To do: Quote the lines from the line holding "No rush, but when you can, please point out the illuminated" to the very end of the listing, exactly, and no others.

Information shown:
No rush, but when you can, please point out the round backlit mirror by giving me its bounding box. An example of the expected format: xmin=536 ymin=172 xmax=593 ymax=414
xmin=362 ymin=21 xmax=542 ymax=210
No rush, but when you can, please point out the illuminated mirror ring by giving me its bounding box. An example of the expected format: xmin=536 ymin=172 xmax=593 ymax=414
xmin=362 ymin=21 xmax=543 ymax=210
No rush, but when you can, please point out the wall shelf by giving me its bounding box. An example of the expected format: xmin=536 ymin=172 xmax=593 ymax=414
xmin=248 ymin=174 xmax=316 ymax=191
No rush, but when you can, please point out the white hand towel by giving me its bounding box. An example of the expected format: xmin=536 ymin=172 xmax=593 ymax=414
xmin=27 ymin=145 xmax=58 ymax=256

Solution to the exercise:
No rush, but when you can, please point out the illuminated mirror ring by giving me its bounding box. An example of the expected format: xmin=536 ymin=172 xmax=593 ymax=414
xmin=362 ymin=21 xmax=543 ymax=210
No rush, but when you can, please point out the wall shelf by giving me its bounding box. An example of the expected format: xmin=536 ymin=172 xmax=593 ymax=414
xmin=248 ymin=174 xmax=316 ymax=191
No rush, but when you can, please point out the white hand towel by giving me its bounding box. An example of the expected format: xmin=536 ymin=172 xmax=593 ymax=414
xmin=27 ymin=145 xmax=58 ymax=256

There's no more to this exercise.